For this exercise, print the listing below exactly, without its pictures.

==========

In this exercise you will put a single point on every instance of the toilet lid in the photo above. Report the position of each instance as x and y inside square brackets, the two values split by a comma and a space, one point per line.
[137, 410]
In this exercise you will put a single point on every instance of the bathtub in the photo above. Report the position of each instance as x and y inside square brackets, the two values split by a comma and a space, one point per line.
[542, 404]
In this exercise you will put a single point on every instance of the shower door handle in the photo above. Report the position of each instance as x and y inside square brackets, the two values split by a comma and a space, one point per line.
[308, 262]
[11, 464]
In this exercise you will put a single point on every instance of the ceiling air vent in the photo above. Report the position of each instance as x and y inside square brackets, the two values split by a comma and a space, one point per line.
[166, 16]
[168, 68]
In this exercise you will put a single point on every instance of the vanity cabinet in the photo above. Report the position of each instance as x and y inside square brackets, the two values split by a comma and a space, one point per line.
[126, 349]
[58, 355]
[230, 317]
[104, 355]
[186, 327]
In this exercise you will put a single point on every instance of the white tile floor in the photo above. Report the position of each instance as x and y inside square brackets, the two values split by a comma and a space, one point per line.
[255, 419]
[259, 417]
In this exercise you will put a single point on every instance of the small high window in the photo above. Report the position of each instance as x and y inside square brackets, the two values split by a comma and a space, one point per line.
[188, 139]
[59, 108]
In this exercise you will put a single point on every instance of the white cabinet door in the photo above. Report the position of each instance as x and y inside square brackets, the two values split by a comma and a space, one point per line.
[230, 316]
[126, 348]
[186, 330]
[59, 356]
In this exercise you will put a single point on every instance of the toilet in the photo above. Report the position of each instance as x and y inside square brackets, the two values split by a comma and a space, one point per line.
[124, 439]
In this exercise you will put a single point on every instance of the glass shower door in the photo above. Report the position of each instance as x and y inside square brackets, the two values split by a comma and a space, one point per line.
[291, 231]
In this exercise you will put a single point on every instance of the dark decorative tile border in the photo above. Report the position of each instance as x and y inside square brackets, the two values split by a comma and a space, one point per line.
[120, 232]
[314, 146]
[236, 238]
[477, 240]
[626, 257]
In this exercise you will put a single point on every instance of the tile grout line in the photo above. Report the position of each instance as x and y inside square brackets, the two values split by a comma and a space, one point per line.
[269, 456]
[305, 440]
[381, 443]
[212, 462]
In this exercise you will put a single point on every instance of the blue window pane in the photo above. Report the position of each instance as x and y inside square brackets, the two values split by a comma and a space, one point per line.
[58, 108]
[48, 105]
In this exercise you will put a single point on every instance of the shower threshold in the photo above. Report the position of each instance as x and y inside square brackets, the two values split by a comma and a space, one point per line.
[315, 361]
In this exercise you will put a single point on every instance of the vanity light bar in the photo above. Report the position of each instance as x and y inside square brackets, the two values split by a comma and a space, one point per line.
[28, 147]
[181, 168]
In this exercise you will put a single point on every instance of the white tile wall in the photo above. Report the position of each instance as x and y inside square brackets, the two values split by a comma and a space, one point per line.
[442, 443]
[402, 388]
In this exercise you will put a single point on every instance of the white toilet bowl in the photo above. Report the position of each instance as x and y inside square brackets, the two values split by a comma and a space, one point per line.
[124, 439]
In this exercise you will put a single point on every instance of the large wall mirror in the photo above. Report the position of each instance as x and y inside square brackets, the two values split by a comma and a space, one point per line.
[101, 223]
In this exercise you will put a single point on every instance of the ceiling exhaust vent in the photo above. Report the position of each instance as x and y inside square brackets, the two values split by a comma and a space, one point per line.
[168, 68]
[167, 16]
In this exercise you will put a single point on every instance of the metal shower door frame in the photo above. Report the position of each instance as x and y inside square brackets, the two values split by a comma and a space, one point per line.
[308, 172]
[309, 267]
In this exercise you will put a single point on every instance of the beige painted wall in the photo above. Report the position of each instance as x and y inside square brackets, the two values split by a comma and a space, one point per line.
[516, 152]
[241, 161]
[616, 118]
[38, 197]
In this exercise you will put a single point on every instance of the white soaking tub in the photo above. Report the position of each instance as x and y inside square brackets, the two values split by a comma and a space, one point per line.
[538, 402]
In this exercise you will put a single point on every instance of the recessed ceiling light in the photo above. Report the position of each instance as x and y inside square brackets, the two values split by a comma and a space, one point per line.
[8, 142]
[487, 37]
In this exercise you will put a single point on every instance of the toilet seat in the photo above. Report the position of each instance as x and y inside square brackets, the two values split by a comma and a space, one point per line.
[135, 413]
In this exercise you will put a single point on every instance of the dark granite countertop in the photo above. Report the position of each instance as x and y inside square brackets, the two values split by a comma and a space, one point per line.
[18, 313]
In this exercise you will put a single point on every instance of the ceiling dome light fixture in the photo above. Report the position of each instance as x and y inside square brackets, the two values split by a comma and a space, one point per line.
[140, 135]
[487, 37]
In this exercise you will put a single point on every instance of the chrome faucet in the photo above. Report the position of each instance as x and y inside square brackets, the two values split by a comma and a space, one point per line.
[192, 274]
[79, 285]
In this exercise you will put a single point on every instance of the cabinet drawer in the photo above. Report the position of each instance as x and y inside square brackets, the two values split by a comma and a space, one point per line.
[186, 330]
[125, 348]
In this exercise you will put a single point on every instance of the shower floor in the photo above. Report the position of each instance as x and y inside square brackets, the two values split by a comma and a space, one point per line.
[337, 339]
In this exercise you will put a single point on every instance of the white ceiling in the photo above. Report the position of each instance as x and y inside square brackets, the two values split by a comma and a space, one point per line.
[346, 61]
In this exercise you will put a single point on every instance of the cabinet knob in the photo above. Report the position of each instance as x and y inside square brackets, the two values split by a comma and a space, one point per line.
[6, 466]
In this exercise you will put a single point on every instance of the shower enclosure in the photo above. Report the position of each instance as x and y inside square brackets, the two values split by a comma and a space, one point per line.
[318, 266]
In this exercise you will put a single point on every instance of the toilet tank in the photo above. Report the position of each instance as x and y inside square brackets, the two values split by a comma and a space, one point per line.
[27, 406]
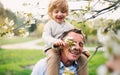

==========

■ Response to the task:
In this exercise you will put a single point on every instance of the toilet lid in the photo above. Report the position of each instance as x and y inside square brackets, the two values split by a comma and a space, one point per line.
[137, 410]
In this exercise you will put a single point on every instance of the bathtub in the photo above. Report the position of each instance as x and y inside square brackets, the two values split by a comma and a space, one point per line.
[542, 404]
In this exercise you will put a single point on every instance of the shower door handle in the photo above. Report the position of each instance as x and y inside square brackets, the two values split by a comma and a space, one point per line.
[308, 262]
[11, 464]
In this exercise you will put a single point on every instance of the ceiling air vent in the photo above. Report the position of each instance as x and y inside square brackets, the two values split by a comma and a space, one point per line.
[166, 16]
[168, 68]
In this exercise you will put a single point on every instance of the vanity cabinet in the photo above. Report the position of each instance as x and y inside square brackets, the two values split by a comma and a space, one point per line.
[126, 349]
[58, 355]
[230, 317]
[104, 355]
[186, 327]
In this exercise you will put a single point on every instance of the white tile floor in the photo above. Report the position of each instance as x and y inside square brackets, the two values split by a comma and a space, one point per line.
[255, 419]
[259, 417]
In this exercise you will put a single point on every instance of the small high window in the photo above. Report the position of each instance as x and y inside square brackets, the two values split by a comma and a space, one point per line.
[188, 139]
[59, 108]
In this exercise you will put a single point on every instance of the white cabinet door in the photo above. Report the position of each instance as x and y inside square brackets, the two values split by a comma and a space, one point per line.
[230, 316]
[126, 348]
[186, 330]
[59, 356]
In this exercise you will put a single point on every instance of the toilet in the photo above. Report the position of each instance as x and y inside square brackets, the two values split by a comma and a space, one point per line.
[124, 439]
In this exercise you will put a single point on every instance of the glass shower door in the photo above. Report the position of each instance as x and y inside square brackets, the two values split by a comma and a space, one point per line.
[291, 231]
In this exercise you will put a single point on every instance of the dark decorative tile border in the photo above. Report the position of each instance as x and y inside square brackets, the two values split by a comma and a space, one point per line.
[120, 232]
[314, 146]
[236, 238]
[477, 240]
[626, 257]
In this exercise you will put a single point on every instance of the tile grout line in the photo above. Report the position of each instance as x and y inside square brackets, the two values split by a comma and a space, one point per line.
[269, 456]
[305, 440]
[381, 443]
[212, 462]
In this exercise you will put a single point on every instance of the blue window pane in the photo above. Report the position of each instance as x and y inside square brackets, the two values split by a comma and a space, one point per line.
[58, 108]
[48, 105]
In this exercise you will put a single point on every instance of the shower threshold in the photo above. Report the position of each instance as x and y inside square brackets, the two values split by a comma and a space, one point per line.
[315, 361]
In this exercise you will put a single point on every instance of the vanity light bar in the photo above. Report the position of each instance as x and y inside square brackets, the two values split by a comma and a space, one point per line.
[28, 147]
[181, 168]
In this exercise you will put a single point on every instance of the white tile wall in the photo above. Report the position of each instance as x and y inside square brackets, the two values split by a comma and a space, one point per line.
[442, 443]
[402, 388]
In this exercise you will put a single point on every instance of the white toilet bowl in the photo above. Report the position of each instance as x and y inside square brackets, the two values split by a comma and a space, one point per line.
[124, 439]
In this exercise you will put a single point on every instance of the large wall mirror in the photo above. Report the position of each instance as x and y inside square brackets, the two values split by a comma and a space, one point per line.
[101, 223]
In this exercise you will put a single point on every instance of the ceiling exhaust vent in the photo above. Report the position of each instance as x and y inside square brackets, the two values split by a comma and a space, one point per line.
[168, 68]
[167, 16]
In this exercise you will put a single point on every instance of the metal shower door frame in the photo above. Report the position of each instance as x and y inside square brackets, the two values split by a comma and a space, one point per line.
[308, 172]
[309, 267]
In this exercise you will put a single point on every instance of the beige painted wall in the photo above. Report the position of each instance as x and y inside square brackets, the two values split by a comma and a space, one point per line.
[516, 152]
[241, 161]
[616, 118]
[38, 197]
In this exercise you will put a single point on every instance of the white soaking tub in the photo above. Report the position of each instance as x and y inside square brackets, the two values split by a comma and a space, one point per line.
[538, 402]
In this exercise you will put a single point on every instance of the recessed ceiling light in the photo above. Report the position of each instance as x and y inside square brackets, the two values split by a comma and a space, one point per line.
[8, 142]
[487, 37]
In this exercise you will put a single point on every instance of the toilet seat in the photo above. Report the position of each instance as x and y inside square brackets, the two values split by a comma and a space, one point per line.
[135, 413]
In this exercise you will put a single point on every instance of the dark granite countertop in the photo above. Report the position of each instance as x and y inside square brackets, the two values split by a comma and a space, one point per line.
[18, 313]
In this exercise you will put a single point on every instance of the ceiling dome light fixture in the photo above. Report the position of each instance as x and y inside square brackets, the two values split by a comma and a space, one point per line.
[140, 135]
[487, 37]
In this exercise you will put a single point on every instance of the chrome faucet in the photo above. Report the position of each instance as x and y inside square brackets, the two values split by a comma and a space, one point per line.
[192, 274]
[79, 285]
In this exercise you will put a single point on every instance of the cabinet drawer in the photo above. Report the position of each instance as x and y inside square brackets, the two values split by a comma and a space, one point per line.
[186, 330]
[125, 348]
In this exercise you will put a single point on every instance of the shower floor in the photo above. Report the position of each instance as x and y inside square brackets, the two values split by a comma and a space, one point per line.
[337, 339]
In this exercise you will put a single point on every instance of the white ceiling in the photo above. Report the position of each instance as x and y inside square brackets, the two values split by a comma and a space, one point per line.
[346, 61]
In this exercise you will put a single point on every instance of the cabinet knob in the photo above. Report the position of each instance as x and y inside square brackets, the two values split by a comma and a space, one point per line.
[6, 466]
In this exercise you will put a single point on every instance of the shower enclosure in the photo above. Report the position of each instance as x and y inside square brackets, the two values split by a comma and a space, one point per line.
[318, 266]
In this exercise you will put a single point on every instance of the toilet tank in the photo above. Report the position of each instance as x and y inside square brackets, the two values split by a comma and a space, one point per line.
[27, 406]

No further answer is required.